::: Listed entries :::

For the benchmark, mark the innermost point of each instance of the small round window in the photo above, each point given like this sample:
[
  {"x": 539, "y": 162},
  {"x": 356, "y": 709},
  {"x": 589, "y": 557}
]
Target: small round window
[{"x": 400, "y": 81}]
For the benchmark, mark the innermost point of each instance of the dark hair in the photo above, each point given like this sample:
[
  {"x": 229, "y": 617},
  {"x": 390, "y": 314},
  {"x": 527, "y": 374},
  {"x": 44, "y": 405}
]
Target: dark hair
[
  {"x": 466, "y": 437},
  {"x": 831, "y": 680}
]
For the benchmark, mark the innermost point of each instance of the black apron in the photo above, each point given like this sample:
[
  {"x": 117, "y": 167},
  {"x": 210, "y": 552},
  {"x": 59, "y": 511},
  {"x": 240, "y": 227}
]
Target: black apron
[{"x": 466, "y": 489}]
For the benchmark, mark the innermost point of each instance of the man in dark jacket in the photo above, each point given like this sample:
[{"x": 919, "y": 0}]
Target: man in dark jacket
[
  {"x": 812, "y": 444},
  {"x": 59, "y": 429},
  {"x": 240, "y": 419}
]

:::

** Task **
Please copy every line of the entries above word for word, keeping the same order and layout.

** Problem solution **
For the benchmark, mark the innermost point of each instance of the small round window in the photo above, each point given like this sample:
[
  {"x": 539, "y": 162},
  {"x": 356, "y": 709},
  {"x": 589, "y": 557}
]
Target: small round window
[{"x": 400, "y": 81}]
For the benchmark, mark the innermost point of each instance of the dark hair in the photo above, each point given like this sample:
[
  {"x": 229, "y": 617},
  {"x": 390, "y": 314},
  {"x": 527, "y": 374},
  {"x": 44, "y": 405}
]
Target: dark hair
[
  {"x": 466, "y": 437},
  {"x": 831, "y": 680}
]
For the benchmark, mark the innermost point of each instance of the black apron in the photo above, each point given like this sample:
[
  {"x": 117, "y": 167},
  {"x": 210, "y": 552},
  {"x": 59, "y": 511},
  {"x": 240, "y": 227}
]
Target: black apron
[{"x": 466, "y": 489}]
For the benchmark, mark the innermost point of each instance of the man in dark jacket in the photo above, each point given like this sample:
[{"x": 919, "y": 0}]
Target: man in dark jacket
[
  {"x": 812, "y": 444},
  {"x": 59, "y": 429},
  {"x": 240, "y": 419}
]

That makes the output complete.